**REQUIREMENTS:**
Give each full program path that the shell script in the NFS thread below calls, listing each path once.

**DOCUMENT EXTRACT:**

○ ○ ○ ○ ○

Created attachment 223621 [details] add soshutdown() calls to server side krpc for non-functional TCP conn Jason Breitman reported "stuck" Linux NFSv4.1 mounts against a FreeBSD NFSv4.1 server. Although the underlying cause is not known, the TCP connection is in FIN_WAIT2 on the client and CLOSE_WAIT on the server. The server side TCP remains in CLOSE_WAIT because the server's krpc cannot soclose() the socket until the backchannel is re-assigned to another TCP connection. This re-assignment happens when the client establishes a new TCP connection and does a BindConnectionToSession operation on the new connection. This patch adds soshutdown(SHUT_WR) calls in the 3 places where the server krpc knows that the TCP socket is no longer usable. --> I think this will allow the TCP connection to proceed past CLOSE_WAIT and allow the TCP connection closure to complete. This will hopefully get the Linux mount "unstuck".
I am hoping testers
I am hoping that testing will indicate that, at least, the patch does not result in a regression. If so, I will commit it. (Unfortunately Jason cannot patch his production server.) Jason does report that this script can be run on the Linux client to "unstick" the mount. (Essentially, it looks for the stuck TCP connection and then blocks network traffic to get the closureto complete.) #!/bin/sh progName="nfsClientFix" delay=15 nfs_ip=NFS.Server.IP.X nfs_fin_wait2_state() { /usr/bin/netstat -an | /usr/bin/grep ${nfs_ip}:2049 | /usr/bin/grep FIN_WAIT2 > /dev/null 2>&1 return $? } nfs_fin_wait2_state result=$? if [ ${result} -eq 0 ] ; then /usr/bin/logger -s -i -p local7.error -t ${progName} "NFS Connection is in FIN_WAIT2!" /usr/bin/logger -s -i -p local7.error -t ${progName} "Enabling firewall to block ${nfs_ip}!" /usr/sbin/iptables -A INPUT -s ${nfs_ip} -j DROP while true do /usr/bin/sleep ${delay} nfs_fin_wait2_state result=$? if [ ${result} -ne 0 ] ; then /usr/bin/logger -s -i -p local7.notice -t ${progName} "NFS Connection is OK." /usr/bin/logger -s -i -p local7.error -t ${progName} "Disabling firewall to allow access to ${nfs_ip}!" /usr/sbin/iptables -D INPUT -s ${nfs_ip} -j DROP break fi done fi
I've asked someone to help test this. I imagine there is no need for a setup with kerberos?

○ ○ ○ ○ ○

**DATA PROVIDED:**
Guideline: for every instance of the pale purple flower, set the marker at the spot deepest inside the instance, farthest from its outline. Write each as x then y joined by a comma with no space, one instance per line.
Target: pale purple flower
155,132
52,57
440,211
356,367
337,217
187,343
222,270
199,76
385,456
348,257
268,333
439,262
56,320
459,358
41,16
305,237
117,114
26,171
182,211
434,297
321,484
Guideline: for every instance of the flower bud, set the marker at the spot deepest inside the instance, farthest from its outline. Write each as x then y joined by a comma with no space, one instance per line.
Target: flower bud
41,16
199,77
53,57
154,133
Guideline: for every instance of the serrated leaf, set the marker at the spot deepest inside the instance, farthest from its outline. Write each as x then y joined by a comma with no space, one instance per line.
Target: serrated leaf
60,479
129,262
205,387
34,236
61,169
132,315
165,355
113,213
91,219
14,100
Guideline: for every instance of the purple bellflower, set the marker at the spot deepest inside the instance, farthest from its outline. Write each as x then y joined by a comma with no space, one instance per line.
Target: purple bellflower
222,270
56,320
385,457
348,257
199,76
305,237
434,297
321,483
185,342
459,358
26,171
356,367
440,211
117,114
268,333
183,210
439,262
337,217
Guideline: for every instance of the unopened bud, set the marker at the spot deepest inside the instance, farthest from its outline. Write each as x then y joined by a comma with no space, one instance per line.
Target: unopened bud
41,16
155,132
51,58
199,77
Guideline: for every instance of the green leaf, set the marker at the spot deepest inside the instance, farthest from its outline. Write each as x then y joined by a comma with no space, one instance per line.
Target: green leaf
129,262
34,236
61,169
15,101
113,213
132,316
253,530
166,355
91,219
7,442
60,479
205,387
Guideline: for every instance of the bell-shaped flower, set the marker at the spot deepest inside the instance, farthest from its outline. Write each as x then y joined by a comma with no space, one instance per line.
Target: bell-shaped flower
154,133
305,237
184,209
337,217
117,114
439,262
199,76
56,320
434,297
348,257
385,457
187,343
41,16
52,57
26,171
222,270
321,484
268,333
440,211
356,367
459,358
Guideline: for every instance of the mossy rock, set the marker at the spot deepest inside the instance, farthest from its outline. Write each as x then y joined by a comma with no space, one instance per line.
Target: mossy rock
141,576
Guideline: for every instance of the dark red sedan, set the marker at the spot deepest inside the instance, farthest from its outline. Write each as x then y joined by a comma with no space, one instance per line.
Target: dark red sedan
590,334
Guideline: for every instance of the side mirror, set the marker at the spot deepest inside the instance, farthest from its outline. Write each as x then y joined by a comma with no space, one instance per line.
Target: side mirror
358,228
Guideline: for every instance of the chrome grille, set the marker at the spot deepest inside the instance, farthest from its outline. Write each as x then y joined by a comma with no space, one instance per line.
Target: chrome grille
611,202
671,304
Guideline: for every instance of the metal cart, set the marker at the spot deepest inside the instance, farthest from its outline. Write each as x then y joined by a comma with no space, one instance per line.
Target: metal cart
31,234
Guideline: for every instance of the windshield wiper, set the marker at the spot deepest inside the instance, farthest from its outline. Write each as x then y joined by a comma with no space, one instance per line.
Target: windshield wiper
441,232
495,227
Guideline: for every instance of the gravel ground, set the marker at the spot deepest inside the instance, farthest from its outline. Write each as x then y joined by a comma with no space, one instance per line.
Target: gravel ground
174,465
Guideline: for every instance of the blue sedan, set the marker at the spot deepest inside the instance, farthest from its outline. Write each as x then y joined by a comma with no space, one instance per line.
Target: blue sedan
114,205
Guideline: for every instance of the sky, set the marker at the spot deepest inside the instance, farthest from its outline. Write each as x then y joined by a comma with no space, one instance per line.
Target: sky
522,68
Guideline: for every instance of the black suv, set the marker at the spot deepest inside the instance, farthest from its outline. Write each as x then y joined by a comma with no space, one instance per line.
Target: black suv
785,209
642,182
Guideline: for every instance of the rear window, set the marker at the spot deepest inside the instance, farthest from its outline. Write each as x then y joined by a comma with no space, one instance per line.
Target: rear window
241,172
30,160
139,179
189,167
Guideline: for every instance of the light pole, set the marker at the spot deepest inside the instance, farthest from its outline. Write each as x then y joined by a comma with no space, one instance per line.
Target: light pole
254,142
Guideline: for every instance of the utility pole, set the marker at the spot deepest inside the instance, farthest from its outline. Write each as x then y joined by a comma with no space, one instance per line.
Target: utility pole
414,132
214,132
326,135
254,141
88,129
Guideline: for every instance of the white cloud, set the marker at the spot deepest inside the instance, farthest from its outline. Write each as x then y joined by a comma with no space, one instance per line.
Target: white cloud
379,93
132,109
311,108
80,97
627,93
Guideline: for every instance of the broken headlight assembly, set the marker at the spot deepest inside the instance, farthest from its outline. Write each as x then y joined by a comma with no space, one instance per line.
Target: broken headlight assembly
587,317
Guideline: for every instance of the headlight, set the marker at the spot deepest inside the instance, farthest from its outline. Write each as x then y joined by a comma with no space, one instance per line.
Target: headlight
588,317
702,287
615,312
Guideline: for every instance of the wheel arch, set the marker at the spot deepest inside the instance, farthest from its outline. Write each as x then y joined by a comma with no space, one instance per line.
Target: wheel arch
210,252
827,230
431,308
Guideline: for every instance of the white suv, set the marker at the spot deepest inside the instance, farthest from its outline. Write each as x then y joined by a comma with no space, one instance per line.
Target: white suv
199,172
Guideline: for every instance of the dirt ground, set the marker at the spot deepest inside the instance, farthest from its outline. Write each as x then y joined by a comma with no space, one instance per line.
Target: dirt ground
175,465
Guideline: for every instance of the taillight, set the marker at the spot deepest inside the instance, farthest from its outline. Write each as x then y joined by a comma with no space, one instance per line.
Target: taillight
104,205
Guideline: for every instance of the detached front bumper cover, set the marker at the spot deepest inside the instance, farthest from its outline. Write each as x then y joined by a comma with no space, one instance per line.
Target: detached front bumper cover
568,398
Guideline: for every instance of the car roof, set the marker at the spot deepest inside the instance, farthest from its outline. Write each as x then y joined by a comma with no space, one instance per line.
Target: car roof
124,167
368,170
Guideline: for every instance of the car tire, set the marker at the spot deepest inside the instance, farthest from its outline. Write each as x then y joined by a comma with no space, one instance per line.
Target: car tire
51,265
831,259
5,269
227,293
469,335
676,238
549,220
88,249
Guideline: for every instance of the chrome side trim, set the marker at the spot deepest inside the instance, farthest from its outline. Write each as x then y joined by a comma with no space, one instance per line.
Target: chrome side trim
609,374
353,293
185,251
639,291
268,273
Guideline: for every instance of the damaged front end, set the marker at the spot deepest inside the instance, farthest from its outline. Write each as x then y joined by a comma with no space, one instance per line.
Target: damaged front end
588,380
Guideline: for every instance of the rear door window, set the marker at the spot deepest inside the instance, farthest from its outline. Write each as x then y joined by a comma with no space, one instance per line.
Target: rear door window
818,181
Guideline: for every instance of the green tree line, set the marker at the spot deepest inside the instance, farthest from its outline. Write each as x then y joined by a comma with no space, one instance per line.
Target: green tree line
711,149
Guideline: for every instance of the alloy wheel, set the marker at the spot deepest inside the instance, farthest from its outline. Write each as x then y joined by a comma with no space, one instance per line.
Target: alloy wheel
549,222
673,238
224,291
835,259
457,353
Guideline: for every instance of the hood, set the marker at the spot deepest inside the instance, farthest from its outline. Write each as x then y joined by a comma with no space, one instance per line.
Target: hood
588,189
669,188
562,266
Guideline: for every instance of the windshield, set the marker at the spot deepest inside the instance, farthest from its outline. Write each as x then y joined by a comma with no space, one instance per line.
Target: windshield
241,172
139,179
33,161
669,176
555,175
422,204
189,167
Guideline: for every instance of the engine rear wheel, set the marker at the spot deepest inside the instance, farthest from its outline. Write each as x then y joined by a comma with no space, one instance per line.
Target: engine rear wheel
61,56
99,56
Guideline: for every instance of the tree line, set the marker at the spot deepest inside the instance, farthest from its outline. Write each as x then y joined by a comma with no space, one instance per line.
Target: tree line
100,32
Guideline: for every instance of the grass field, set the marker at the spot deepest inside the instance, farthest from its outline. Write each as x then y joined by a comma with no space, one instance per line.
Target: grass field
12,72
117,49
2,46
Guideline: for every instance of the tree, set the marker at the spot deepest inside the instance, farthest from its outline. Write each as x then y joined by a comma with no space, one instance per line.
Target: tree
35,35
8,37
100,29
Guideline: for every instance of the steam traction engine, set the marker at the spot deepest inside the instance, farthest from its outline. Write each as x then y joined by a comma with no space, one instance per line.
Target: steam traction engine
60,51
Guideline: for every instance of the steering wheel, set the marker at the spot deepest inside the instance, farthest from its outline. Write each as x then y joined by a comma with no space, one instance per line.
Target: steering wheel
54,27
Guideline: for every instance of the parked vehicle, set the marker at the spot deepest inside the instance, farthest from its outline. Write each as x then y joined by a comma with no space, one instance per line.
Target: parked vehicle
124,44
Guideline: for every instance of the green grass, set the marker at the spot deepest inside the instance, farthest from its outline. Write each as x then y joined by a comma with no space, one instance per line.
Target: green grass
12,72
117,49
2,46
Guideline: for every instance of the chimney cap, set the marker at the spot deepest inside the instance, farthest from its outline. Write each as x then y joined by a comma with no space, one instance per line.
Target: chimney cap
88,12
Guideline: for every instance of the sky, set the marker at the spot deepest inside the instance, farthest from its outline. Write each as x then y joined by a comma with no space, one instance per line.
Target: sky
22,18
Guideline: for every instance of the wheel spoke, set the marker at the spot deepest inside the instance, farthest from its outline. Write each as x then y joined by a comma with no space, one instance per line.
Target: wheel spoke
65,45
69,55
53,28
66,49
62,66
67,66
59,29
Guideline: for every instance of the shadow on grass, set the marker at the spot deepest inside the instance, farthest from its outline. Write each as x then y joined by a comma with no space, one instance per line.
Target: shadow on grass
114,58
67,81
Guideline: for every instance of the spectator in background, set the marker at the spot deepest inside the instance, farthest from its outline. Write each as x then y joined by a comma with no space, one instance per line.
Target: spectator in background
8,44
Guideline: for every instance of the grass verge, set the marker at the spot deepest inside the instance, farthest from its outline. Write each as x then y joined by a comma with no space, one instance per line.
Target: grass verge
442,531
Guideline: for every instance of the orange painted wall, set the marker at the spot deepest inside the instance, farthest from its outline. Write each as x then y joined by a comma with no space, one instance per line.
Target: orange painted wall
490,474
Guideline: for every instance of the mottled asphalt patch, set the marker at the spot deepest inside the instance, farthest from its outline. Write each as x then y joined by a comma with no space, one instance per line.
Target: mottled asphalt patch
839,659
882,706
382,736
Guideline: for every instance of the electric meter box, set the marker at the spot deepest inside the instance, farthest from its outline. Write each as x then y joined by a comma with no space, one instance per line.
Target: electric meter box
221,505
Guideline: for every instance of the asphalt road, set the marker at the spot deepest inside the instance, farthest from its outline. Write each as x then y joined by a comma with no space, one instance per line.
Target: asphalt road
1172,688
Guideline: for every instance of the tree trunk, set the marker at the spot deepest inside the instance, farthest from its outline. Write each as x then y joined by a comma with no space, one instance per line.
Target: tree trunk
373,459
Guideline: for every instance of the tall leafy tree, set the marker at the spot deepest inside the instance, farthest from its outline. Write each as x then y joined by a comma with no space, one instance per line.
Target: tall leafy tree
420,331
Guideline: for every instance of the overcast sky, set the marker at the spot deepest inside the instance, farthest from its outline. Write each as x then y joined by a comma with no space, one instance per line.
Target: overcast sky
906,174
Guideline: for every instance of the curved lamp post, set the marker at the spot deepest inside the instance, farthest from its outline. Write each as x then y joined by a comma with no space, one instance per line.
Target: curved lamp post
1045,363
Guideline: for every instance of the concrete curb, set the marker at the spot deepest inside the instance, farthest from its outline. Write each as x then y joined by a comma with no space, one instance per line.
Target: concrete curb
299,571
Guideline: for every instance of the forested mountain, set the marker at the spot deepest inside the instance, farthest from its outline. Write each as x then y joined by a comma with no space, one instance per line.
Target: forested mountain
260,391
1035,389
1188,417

○ ○ ○ ○ ○

**SOLUTION:**
/usr/bin/netstat
/usr/bin/grep
/usr/bin/logger
/usr/sbin/iptables
/usr/bin/sleep